_RECORDS TO USE:_
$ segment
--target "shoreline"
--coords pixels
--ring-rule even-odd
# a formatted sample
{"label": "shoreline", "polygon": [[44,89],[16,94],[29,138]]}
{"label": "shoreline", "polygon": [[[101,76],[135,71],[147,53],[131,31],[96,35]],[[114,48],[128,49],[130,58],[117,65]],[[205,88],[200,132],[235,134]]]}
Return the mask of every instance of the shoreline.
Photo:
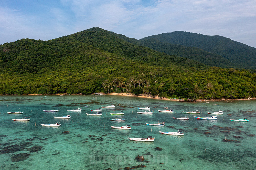
{"label": "shoreline", "polygon": [[[29,94],[28,95],[40,95],[41,96],[42,95],[67,95],[67,94],[66,93],[65,93],[63,94]],[[91,95],[94,95],[93,94],[91,94]],[[4,96],[5,95],[1,95]],[[82,95],[82,94],[71,94],[71,95]],[[158,96],[155,96],[153,97],[152,96],[150,96],[149,95],[146,95],[145,94],[142,94],[142,95],[133,95],[132,94],[127,93],[123,93],[122,94],[121,93],[111,93],[108,94],[106,93],[105,95],[117,95],[118,96],[131,96],[132,97],[140,97],[141,98],[150,98],[150,99],[157,99],[158,100],[169,100],[170,101],[179,101],[180,102],[191,102],[194,103],[195,102],[205,102],[205,101],[236,101],[236,100],[256,100],[256,98],[249,98],[248,99],[201,99],[200,100],[196,100],[195,101],[191,102],[187,100],[184,100],[183,99],[169,99],[168,98],[161,98],[159,97]]]}

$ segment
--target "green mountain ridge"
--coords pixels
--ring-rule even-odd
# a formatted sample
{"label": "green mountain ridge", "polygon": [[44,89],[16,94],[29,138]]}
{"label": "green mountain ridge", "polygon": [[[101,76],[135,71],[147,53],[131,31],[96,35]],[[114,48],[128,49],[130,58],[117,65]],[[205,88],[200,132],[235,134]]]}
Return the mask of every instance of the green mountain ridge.
{"label": "green mountain ridge", "polygon": [[229,67],[256,68],[256,48],[228,38],[178,31],[150,36],[140,40],[150,41],[152,38],[162,43],[197,48],[219,55],[230,62],[231,65],[227,66]]}
{"label": "green mountain ridge", "polygon": [[138,91],[191,99],[256,96],[255,73],[210,67],[143,45],[99,28],[48,41],[5,43],[0,46],[0,94]]}

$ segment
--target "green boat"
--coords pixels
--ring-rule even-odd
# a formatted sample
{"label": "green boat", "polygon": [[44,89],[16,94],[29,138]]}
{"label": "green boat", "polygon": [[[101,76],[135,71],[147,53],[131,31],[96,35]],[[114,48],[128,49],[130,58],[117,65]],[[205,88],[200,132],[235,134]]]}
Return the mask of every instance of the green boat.
{"label": "green boat", "polygon": [[121,114],[124,114],[124,112],[119,112],[119,113],[110,113],[109,114],[112,115],[120,115]]}
{"label": "green boat", "polygon": [[230,121],[236,121],[236,122],[249,122],[249,120],[244,118],[243,119],[229,119]]}

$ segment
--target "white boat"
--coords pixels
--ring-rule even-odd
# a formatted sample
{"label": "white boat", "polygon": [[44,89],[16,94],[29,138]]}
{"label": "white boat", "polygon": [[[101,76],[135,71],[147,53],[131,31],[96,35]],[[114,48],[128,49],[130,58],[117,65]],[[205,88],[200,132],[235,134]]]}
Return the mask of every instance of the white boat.
{"label": "white boat", "polygon": [[129,127],[129,125],[127,125],[125,126],[111,126],[111,127],[115,129],[126,129],[130,130],[132,128],[131,127]]}
{"label": "white boat", "polygon": [[153,114],[153,112],[152,110],[150,110],[147,112],[136,112],[140,114]]}
{"label": "white boat", "polygon": [[173,117],[173,118],[175,119],[181,119],[182,120],[188,120],[188,117],[187,116],[186,116],[185,117]]}
{"label": "white boat", "polygon": [[169,110],[158,110],[158,112],[173,112],[173,111],[172,109]]}
{"label": "white boat", "polygon": [[88,115],[90,115],[90,116],[101,116],[102,115],[102,113],[99,113],[93,114],[86,113],[86,114]]}
{"label": "white boat", "polygon": [[78,112],[80,111],[82,111],[82,109],[80,108],[78,108],[77,109],[74,110],[67,110],[69,112]]}
{"label": "white boat", "polygon": [[111,106],[101,106],[102,108],[112,108],[115,107],[115,105],[112,104]]}
{"label": "white boat", "polygon": [[13,120],[14,120],[15,121],[27,121],[30,120],[30,119],[28,117],[25,117],[23,119],[12,119]]}
{"label": "white boat", "polygon": [[122,114],[124,114],[124,113],[123,112],[119,112],[117,113],[114,113],[113,112],[112,113],[110,113],[109,114],[112,115],[120,115]]}
{"label": "white boat", "polygon": [[196,110],[195,111],[192,111],[191,112],[182,112],[184,113],[190,113],[191,114],[200,114],[200,112],[199,110]]}
{"label": "white boat", "polygon": [[67,116],[54,116],[53,117],[54,118],[57,118],[58,119],[68,119],[71,117],[71,116],[69,115],[67,115]]}
{"label": "white boat", "polygon": [[196,116],[194,116],[194,117],[198,119],[204,119],[205,120],[218,120],[218,118],[217,118],[217,116],[206,116],[207,117],[197,117]]}
{"label": "white boat", "polygon": [[41,125],[44,126],[60,126],[60,124],[59,124],[59,123],[56,123],[51,124],[50,125],[41,124]]}
{"label": "white boat", "polygon": [[131,140],[134,140],[136,141],[142,141],[143,142],[154,142],[154,138],[152,138],[152,136],[148,136],[147,138],[128,138]]}
{"label": "white boat", "polygon": [[59,110],[57,109],[54,109],[53,110],[43,110],[44,112],[58,112],[59,111]]}
{"label": "white boat", "polygon": [[164,122],[159,122],[158,123],[154,123],[153,124],[145,123],[145,124],[147,125],[151,125],[151,126],[164,126]]}
{"label": "white boat", "polygon": [[166,134],[166,135],[184,135],[182,131],[181,130],[179,130],[178,132],[161,132],[159,131],[159,132],[162,134]]}
{"label": "white boat", "polygon": [[9,114],[21,114],[23,113],[21,111],[19,111],[18,112],[7,112]]}
{"label": "white boat", "polygon": [[229,119],[230,121],[235,121],[236,122],[249,122],[249,120],[246,119],[246,118],[243,119]]}
{"label": "white boat", "polygon": [[121,118],[118,118],[116,119],[109,119],[110,120],[113,120],[115,121],[124,121],[125,120],[124,119],[125,118],[124,117],[123,117],[122,116],[122,117]]}
{"label": "white boat", "polygon": [[102,111],[102,109],[100,108],[99,108],[99,109],[90,109],[90,110],[91,111],[96,111],[97,112],[99,112],[100,111]]}
{"label": "white boat", "polygon": [[208,114],[223,114],[223,112],[222,111],[219,111],[219,112],[207,112]]}
{"label": "white boat", "polygon": [[150,108],[148,106],[147,106],[145,108],[138,108],[138,109],[150,109]]}

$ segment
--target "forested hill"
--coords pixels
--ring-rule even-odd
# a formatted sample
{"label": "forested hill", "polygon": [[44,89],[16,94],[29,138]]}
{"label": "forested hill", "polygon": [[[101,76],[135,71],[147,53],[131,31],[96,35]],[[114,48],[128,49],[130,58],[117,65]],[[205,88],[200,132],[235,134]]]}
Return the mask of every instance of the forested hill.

_TASK REQUIREMENTS:_
Write out all the entries again, word for word, and print no images.

_EXERCISE RESPONSE:_
$ segment
--target "shoreline"
--coords pixels
--ring-rule even-odd
# a formatted sample
{"label": "shoreline", "polygon": [[44,89],[16,94],[29,138]]}
{"label": "shoreline", "polygon": [[[101,76],[135,71],[147,53],[131,31],[96,35]],[[114,48],[128,49],[130,58],[117,65]],[[205,88],[200,132],[235,134]]]}
Return the mask of every instance of the shoreline.
Photo:
{"label": "shoreline", "polygon": [[[29,94],[28,95],[40,95],[41,96],[42,95],[67,95],[67,94],[66,93],[65,93],[63,94]],[[91,95],[94,95],[93,94],[91,94]],[[4,96],[5,95],[1,95]],[[82,95],[82,94],[71,94],[71,95]],[[158,96],[155,96],[153,97],[152,96],[150,96],[149,95],[146,95],[145,94],[142,94],[142,95],[133,95],[132,94],[127,93],[123,93],[122,94],[121,93],[111,93],[108,94],[106,93],[105,95],[117,95],[118,96],[131,96],[132,97],[140,97],[141,98],[150,98],[150,99],[157,99],[158,100],[169,100],[170,101],[179,101],[180,102],[191,102],[194,103],[195,102],[205,102],[205,101],[236,101],[236,100],[256,100],[256,98],[249,98],[248,99],[201,99],[200,100],[196,100],[195,101],[191,102],[187,100],[184,100],[183,99],[169,99],[168,98],[161,98],[159,97]]]}

$ segment
--target "green mountain ridge"
--coords pixels
--ring-rule even-odd
# a formatted sample
{"label": "green mountain ridge", "polygon": [[44,89],[16,94],[29,138]]}
{"label": "green mountain ridge", "polygon": [[[101,76],[135,71],[147,53],[131,31],[96,35]],[[114,48],[128,49],[130,58],[117,65]],[[205,88],[200,132],[235,134]]]}
Return the mask of every instance of the green mountain ridge.
{"label": "green mountain ridge", "polygon": [[229,67],[256,68],[256,48],[228,38],[178,31],[150,36],[140,40],[150,41],[152,38],[162,43],[197,48],[219,55],[230,62],[231,65],[227,66]]}
{"label": "green mountain ridge", "polygon": [[138,91],[191,99],[256,96],[255,73],[210,67],[143,45],[99,28],[48,41],[5,43],[0,46],[0,94]]}

$ segment
--target "green boat"
--coords pixels
--ring-rule even-odd
# a formatted sample
{"label": "green boat", "polygon": [[44,89],[16,94],[29,138]]}
{"label": "green boat", "polygon": [[[101,76],[135,71],[147,53],[131,31],[96,35]],[[114,48],[128,49],[130,58],[117,65]],[[205,88],[200,132],[235,134]]]}
Return the mask of every instance of the green boat.
{"label": "green boat", "polygon": [[121,114],[124,114],[124,112],[119,112],[119,113],[110,113],[109,114],[112,115],[120,115]]}
{"label": "green boat", "polygon": [[230,121],[236,121],[236,122],[249,122],[249,120],[244,118],[243,119],[229,119]]}

$ segment
--target "white boat"
--coords pixels
--ring-rule even-odd
# a formatted sample
{"label": "white boat", "polygon": [[44,89],[16,94],[29,138]]}
{"label": "white boat", "polygon": [[[101,76],[135,71],[147,53],[131,31],[96,35]],[[114,48],[128,49],[130,58],[117,65]],[[205,88],[200,132],[235,134]]]}
Return the mask of every instance of the white boat.
{"label": "white boat", "polygon": [[129,127],[129,125],[127,125],[125,126],[111,126],[111,127],[115,129],[126,129],[130,130],[132,128],[131,127]]}
{"label": "white boat", "polygon": [[153,114],[153,112],[152,110],[150,110],[147,112],[136,112],[140,114]]}
{"label": "white boat", "polygon": [[173,117],[173,118],[175,119],[181,119],[182,120],[188,120],[188,117],[187,116],[186,116],[185,117]]}
{"label": "white boat", "polygon": [[169,110],[158,110],[158,112],[173,112],[173,111],[172,109]]}
{"label": "white boat", "polygon": [[88,115],[90,115],[90,116],[101,116],[102,115],[102,113],[99,113],[93,114],[86,113],[86,114]]}
{"label": "white boat", "polygon": [[78,112],[80,111],[82,111],[82,109],[80,108],[78,108],[77,109],[74,110],[67,110],[69,112]]}
{"label": "white boat", "polygon": [[111,106],[101,106],[102,108],[112,108],[115,107],[115,105],[112,104]]}
{"label": "white boat", "polygon": [[13,120],[14,120],[15,121],[27,121],[30,120],[30,119],[28,117],[25,117],[23,119],[12,119]]}
{"label": "white boat", "polygon": [[122,114],[124,114],[124,113],[123,112],[119,112],[117,113],[114,113],[113,112],[112,113],[110,113],[109,114],[112,115],[120,115]]}
{"label": "white boat", "polygon": [[196,110],[195,111],[192,111],[191,112],[182,112],[184,113],[190,113],[191,114],[200,114],[200,112],[199,110]]}
{"label": "white boat", "polygon": [[67,116],[54,116],[53,117],[54,118],[57,118],[58,119],[68,119],[71,117],[71,116],[69,115],[67,115]]}
{"label": "white boat", "polygon": [[196,116],[194,116],[194,117],[198,119],[204,119],[205,120],[218,120],[218,118],[217,118],[217,116],[206,116],[207,117],[197,117]]}
{"label": "white boat", "polygon": [[41,125],[44,126],[60,126],[60,124],[59,124],[59,123],[56,123],[51,124],[50,125],[41,124]]}
{"label": "white boat", "polygon": [[131,140],[134,140],[136,141],[142,141],[143,142],[154,142],[154,138],[152,138],[152,136],[148,136],[147,138],[128,138]]}
{"label": "white boat", "polygon": [[59,110],[57,109],[54,109],[53,110],[43,110],[44,112],[58,112],[59,111]]}
{"label": "white boat", "polygon": [[164,122],[159,122],[158,123],[154,123],[153,124],[145,123],[145,124],[147,125],[151,125],[151,126],[164,126]]}
{"label": "white boat", "polygon": [[166,134],[166,135],[184,135],[182,131],[181,130],[179,130],[178,132],[161,132],[159,131],[159,132],[162,134]]}
{"label": "white boat", "polygon": [[9,114],[21,114],[23,113],[21,111],[19,111],[18,112],[7,112]]}
{"label": "white boat", "polygon": [[229,119],[230,121],[235,121],[236,122],[249,122],[249,120],[246,119],[246,118],[243,119]]}
{"label": "white boat", "polygon": [[121,118],[118,118],[116,119],[109,119],[110,120],[113,120],[115,121],[124,121],[125,120],[124,119],[125,118],[124,117],[123,117],[122,116],[122,117]]}
{"label": "white boat", "polygon": [[102,111],[102,109],[100,108],[99,108],[99,109],[90,109],[90,110],[91,111],[96,111],[97,112],[99,112],[100,111]]}
{"label": "white boat", "polygon": [[208,114],[223,114],[223,112],[222,111],[219,111],[219,112],[207,112]]}
{"label": "white boat", "polygon": [[150,108],[148,106],[147,106],[145,108],[138,108],[138,109],[150,109]]}

$ segment
--target "forested hill"
--coords pixels
--ring-rule even-odd
# a formatted sample
{"label": "forested hill", "polygon": [[44,89],[16,94],[29,138]]}
{"label": "forested hill", "polygon": [[[101,76],[135,71],[147,53],[131,31],[96,35]],[[114,48],[128,49],[130,58],[117,65]],[[205,88],[200,132],[235,134]]]}
Return the mask of every instance of the forested hill.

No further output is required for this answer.